Exercise data —
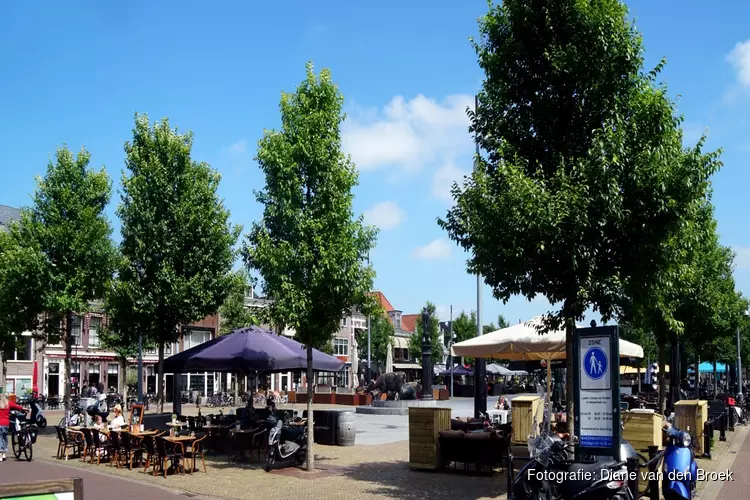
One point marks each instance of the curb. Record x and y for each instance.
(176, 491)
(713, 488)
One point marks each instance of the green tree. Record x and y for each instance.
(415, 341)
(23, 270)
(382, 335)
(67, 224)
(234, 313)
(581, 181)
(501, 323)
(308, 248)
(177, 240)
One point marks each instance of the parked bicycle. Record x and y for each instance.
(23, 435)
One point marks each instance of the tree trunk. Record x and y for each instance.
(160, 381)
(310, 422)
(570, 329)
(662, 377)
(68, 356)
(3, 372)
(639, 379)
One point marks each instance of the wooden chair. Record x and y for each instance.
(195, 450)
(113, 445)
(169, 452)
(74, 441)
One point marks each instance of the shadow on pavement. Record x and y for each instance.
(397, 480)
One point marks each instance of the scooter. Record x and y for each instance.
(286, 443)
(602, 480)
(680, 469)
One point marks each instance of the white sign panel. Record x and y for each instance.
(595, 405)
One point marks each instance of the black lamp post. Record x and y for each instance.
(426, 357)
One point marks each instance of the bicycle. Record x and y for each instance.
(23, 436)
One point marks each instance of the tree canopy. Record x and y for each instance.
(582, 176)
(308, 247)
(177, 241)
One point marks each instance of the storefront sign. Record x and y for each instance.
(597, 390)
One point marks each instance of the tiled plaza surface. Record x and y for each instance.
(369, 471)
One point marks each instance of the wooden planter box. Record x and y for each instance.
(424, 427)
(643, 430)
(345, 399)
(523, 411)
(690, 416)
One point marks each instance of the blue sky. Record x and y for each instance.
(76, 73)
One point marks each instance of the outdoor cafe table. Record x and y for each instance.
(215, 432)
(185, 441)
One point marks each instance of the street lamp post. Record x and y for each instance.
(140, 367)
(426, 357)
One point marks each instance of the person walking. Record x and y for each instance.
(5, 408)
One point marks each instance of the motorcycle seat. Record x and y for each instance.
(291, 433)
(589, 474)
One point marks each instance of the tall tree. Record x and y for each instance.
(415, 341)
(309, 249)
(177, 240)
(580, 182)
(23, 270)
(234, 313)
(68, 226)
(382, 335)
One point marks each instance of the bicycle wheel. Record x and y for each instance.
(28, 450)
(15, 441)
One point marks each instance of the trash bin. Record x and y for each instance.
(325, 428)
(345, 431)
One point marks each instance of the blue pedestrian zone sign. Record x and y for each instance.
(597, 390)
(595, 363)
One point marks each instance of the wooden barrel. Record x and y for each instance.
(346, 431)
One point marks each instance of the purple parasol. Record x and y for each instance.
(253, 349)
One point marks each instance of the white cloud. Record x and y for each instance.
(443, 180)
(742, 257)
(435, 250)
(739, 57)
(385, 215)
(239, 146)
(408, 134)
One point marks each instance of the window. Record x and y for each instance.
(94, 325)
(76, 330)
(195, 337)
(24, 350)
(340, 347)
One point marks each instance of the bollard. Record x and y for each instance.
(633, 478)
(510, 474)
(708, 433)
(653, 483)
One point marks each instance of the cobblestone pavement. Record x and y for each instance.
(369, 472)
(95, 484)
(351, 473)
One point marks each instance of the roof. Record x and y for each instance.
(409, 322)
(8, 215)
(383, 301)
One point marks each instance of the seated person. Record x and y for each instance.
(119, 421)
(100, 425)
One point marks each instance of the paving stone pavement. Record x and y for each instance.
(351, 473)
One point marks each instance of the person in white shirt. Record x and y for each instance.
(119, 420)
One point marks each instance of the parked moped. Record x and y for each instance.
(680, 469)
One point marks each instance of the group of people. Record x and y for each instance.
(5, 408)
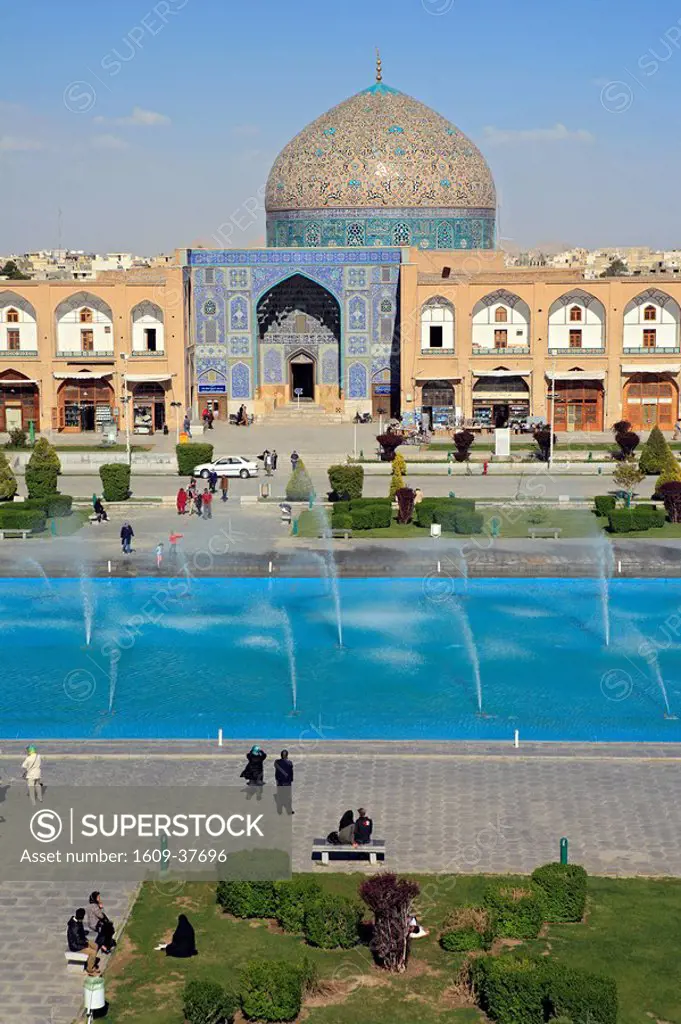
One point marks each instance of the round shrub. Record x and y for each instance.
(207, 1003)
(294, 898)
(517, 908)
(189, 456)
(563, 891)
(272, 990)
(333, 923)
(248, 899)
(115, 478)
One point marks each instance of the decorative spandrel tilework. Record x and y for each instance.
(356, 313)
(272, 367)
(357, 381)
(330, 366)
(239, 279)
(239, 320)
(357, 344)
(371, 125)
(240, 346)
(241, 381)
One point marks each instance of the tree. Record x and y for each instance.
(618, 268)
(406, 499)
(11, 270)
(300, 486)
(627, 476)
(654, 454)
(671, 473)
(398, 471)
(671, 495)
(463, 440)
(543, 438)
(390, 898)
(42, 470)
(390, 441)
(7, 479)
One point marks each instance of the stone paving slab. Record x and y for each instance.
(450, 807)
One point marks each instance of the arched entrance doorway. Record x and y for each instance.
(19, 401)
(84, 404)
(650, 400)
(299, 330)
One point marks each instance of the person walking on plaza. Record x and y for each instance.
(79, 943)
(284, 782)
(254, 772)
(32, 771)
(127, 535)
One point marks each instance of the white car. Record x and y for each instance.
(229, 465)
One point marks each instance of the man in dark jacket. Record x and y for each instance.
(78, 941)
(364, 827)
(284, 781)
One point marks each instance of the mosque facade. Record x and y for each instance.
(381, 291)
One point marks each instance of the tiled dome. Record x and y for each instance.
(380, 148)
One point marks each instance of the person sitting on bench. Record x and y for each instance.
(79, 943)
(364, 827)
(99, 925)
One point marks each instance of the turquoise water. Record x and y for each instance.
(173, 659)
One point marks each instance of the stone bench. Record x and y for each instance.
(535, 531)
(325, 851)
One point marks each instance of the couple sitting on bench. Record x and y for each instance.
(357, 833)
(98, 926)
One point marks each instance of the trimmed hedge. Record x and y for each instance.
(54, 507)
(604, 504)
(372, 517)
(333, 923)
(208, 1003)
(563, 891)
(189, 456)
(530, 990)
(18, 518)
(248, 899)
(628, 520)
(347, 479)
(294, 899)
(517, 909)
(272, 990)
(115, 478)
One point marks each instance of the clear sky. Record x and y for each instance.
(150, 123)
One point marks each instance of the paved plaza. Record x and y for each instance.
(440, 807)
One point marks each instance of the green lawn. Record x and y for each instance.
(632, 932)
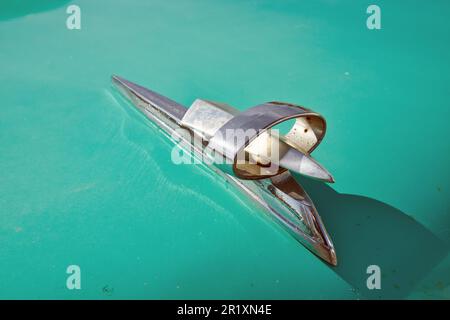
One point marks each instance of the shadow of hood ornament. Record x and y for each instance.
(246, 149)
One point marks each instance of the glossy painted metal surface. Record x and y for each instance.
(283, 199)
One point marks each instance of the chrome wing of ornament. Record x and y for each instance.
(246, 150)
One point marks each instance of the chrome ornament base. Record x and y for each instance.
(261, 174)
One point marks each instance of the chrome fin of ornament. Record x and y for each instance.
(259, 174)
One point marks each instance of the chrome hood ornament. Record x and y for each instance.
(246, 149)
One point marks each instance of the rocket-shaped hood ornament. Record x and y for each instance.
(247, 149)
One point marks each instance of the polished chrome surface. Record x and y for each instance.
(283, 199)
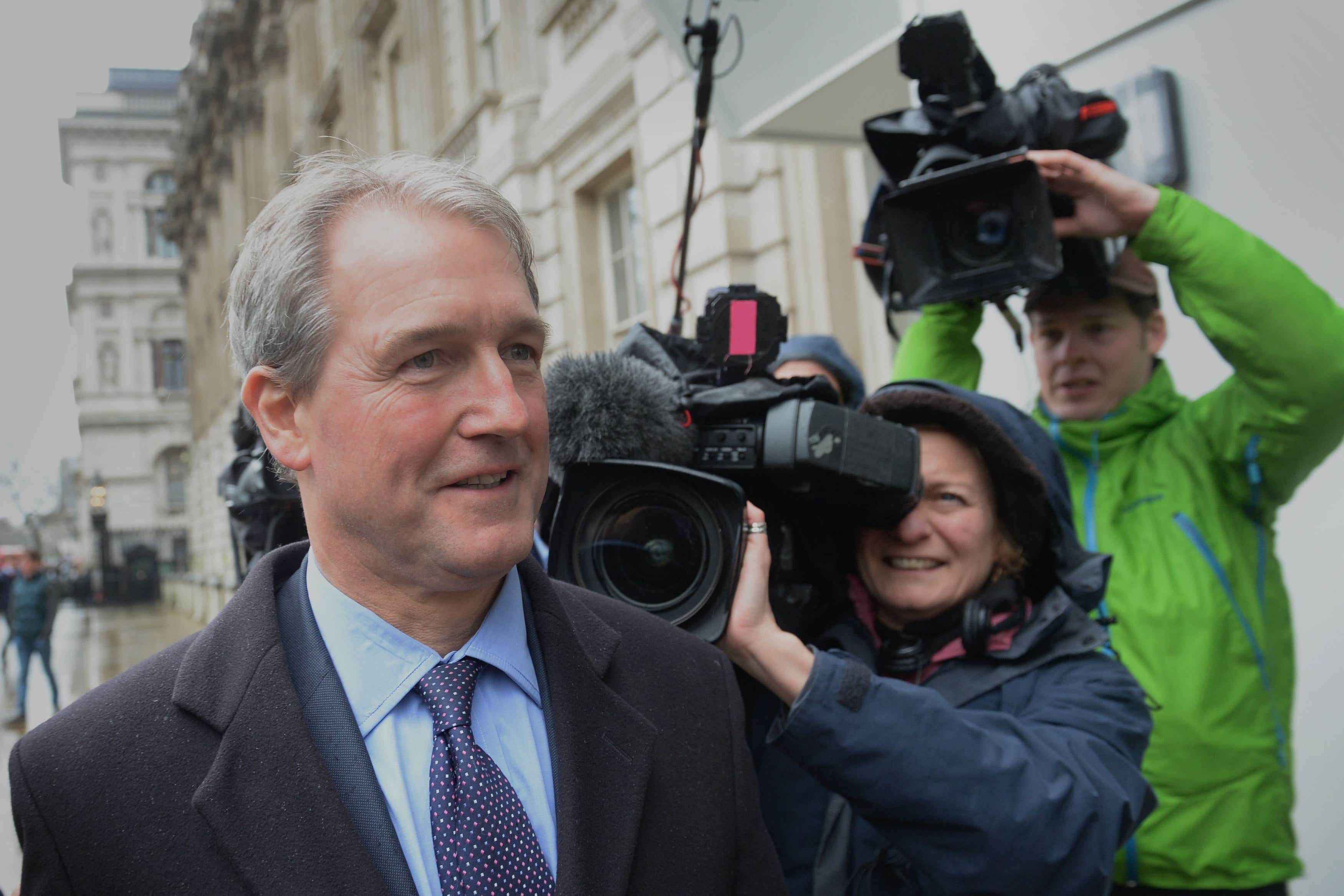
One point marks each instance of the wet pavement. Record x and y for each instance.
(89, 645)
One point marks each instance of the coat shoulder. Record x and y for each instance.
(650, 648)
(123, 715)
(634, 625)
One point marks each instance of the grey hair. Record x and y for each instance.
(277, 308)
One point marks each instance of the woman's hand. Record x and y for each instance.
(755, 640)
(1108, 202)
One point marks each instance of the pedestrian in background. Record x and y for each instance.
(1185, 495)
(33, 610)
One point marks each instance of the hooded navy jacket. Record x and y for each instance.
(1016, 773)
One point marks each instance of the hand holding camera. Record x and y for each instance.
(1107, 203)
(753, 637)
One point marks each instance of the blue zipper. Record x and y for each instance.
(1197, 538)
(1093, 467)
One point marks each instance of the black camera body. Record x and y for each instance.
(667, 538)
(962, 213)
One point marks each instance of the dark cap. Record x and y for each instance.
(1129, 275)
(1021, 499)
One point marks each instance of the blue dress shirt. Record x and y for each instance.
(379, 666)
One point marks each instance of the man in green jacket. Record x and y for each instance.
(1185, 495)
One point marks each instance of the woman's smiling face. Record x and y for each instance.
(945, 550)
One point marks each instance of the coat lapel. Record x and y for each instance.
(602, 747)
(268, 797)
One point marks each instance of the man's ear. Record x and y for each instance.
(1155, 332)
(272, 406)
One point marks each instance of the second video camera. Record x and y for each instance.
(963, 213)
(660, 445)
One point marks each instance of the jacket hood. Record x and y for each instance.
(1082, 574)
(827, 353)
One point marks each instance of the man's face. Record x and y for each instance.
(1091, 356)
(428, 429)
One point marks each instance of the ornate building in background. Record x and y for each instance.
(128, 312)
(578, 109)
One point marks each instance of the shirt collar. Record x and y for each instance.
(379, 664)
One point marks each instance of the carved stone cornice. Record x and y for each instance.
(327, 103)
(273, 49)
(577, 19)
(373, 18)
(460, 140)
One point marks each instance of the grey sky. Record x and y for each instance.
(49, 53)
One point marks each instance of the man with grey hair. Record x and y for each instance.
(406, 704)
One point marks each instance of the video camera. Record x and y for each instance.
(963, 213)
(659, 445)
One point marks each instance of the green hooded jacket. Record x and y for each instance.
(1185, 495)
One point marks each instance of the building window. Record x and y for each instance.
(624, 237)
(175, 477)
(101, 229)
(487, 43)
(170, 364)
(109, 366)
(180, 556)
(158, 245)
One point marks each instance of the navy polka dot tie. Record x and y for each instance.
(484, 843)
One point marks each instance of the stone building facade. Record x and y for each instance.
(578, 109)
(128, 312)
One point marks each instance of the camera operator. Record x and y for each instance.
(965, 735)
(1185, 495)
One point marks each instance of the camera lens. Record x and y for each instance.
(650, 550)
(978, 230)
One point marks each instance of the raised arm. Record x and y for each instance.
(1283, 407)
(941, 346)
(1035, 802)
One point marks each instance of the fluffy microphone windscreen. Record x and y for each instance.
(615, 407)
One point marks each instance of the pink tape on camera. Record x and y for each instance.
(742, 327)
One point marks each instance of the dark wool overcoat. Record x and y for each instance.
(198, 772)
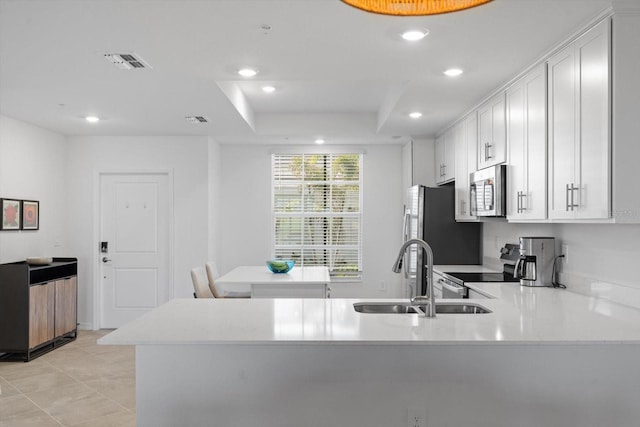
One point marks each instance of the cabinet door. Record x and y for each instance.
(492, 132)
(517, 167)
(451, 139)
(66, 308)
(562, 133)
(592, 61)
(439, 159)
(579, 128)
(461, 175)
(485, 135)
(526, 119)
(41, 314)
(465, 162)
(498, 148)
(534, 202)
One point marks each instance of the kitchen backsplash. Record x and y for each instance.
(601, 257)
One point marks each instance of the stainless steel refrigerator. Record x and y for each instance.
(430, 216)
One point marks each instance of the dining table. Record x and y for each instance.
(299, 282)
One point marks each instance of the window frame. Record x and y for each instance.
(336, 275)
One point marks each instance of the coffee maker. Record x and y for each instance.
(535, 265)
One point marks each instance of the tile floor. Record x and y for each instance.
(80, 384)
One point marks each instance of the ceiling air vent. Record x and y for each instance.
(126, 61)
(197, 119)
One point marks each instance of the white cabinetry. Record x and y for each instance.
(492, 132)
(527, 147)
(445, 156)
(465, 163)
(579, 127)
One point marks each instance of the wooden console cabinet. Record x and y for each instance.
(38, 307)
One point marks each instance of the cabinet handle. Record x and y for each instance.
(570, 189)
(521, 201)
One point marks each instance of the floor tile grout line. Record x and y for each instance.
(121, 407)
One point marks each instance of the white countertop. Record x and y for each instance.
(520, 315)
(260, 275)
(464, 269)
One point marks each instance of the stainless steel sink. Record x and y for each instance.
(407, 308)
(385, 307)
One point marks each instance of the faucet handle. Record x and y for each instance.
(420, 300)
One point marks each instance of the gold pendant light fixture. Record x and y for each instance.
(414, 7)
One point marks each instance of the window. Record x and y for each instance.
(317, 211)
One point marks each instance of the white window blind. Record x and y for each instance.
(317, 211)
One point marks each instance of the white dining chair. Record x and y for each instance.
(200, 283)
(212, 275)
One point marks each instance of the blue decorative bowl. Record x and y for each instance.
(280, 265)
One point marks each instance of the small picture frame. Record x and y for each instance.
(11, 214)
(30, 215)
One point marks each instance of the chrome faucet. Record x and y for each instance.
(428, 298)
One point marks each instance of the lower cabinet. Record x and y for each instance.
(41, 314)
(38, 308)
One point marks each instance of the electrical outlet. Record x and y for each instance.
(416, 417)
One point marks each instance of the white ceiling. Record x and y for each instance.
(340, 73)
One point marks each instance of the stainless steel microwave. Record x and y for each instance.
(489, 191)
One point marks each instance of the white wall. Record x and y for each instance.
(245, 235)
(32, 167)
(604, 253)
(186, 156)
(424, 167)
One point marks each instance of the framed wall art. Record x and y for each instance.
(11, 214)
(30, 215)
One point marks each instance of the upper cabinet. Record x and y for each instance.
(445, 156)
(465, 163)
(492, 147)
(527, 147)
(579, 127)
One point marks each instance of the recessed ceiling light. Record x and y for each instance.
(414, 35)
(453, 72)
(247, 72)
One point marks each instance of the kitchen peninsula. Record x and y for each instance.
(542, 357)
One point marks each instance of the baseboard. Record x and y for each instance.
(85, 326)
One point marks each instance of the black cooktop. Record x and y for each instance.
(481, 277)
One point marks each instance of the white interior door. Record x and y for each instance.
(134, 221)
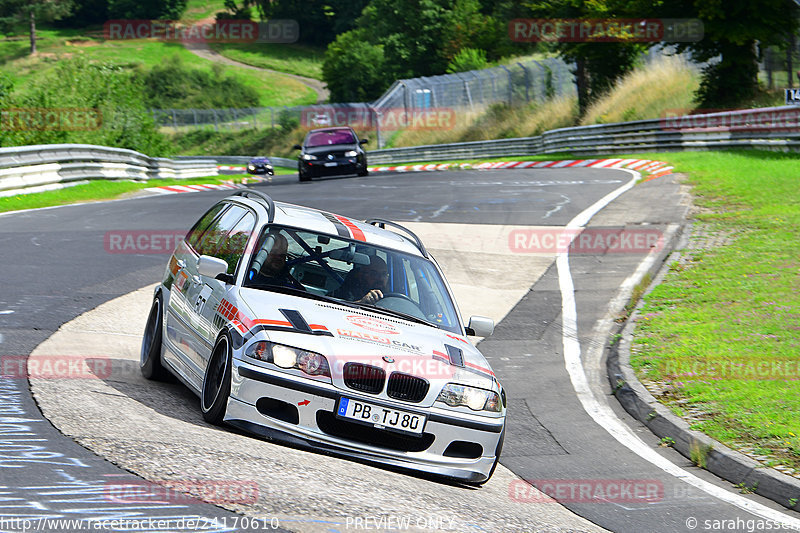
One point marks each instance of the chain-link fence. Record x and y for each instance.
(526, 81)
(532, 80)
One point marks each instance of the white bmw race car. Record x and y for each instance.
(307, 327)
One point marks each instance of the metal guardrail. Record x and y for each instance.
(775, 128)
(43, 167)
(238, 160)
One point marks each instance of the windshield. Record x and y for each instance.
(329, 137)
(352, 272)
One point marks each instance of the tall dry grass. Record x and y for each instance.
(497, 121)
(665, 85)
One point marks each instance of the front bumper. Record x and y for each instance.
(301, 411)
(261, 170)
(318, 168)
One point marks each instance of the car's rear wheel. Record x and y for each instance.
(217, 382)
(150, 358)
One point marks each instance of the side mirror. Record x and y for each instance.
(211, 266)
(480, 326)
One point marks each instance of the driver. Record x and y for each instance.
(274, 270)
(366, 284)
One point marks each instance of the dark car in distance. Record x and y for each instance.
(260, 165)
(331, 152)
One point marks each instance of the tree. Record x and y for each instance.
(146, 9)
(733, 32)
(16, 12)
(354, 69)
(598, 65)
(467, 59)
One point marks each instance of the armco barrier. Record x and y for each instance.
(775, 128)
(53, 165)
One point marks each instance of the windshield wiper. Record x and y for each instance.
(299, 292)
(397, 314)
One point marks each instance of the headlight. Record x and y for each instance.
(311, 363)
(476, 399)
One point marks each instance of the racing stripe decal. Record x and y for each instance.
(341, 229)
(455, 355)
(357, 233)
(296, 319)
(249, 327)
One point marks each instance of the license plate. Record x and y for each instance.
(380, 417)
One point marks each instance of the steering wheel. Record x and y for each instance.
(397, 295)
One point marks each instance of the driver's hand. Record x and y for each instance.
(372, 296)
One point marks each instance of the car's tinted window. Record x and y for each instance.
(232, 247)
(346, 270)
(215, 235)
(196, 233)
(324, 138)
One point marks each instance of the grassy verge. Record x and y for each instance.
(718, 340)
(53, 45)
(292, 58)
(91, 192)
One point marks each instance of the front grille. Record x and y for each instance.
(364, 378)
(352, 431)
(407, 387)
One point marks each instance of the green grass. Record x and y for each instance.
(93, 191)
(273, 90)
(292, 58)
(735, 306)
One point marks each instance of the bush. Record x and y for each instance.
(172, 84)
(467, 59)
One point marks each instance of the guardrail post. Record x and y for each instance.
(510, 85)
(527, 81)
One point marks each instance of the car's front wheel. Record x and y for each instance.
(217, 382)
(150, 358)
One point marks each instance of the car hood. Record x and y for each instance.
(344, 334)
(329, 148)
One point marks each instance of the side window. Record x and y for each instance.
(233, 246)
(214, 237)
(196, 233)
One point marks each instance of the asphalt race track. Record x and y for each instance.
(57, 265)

Direction — All lines from the one containing "One point marks each instance of the green grass." through the final line of the listing above are to be reproduced exactly; include both and add nothing.

Solved problem —
One point marks each instance of the green grass. Record x and y for each instance.
(93, 191)
(273, 90)
(292, 58)
(735, 306)
One point marks each instance of the bush. Record x and y for each instance.
(172, 84)
(467, 59)
One point marks each instance of the guardrail post. Record x and y for each instance.
(510, 85)
(527, 81)
One point marks each instance of the car's front wheel. Record x and y for each instance.
(217, 382)
(150, 358)
One point marks each instance of the car hood. Record x and y for each instance.
(344, 334)
(329, 148)
One point marks each instance of the side window. Record x and y for each instance.
(233, 246)
(214, 237)
(196, 233)
One point marks each instance of the asphalt race track. Record x and y for each instance.
(57, 265)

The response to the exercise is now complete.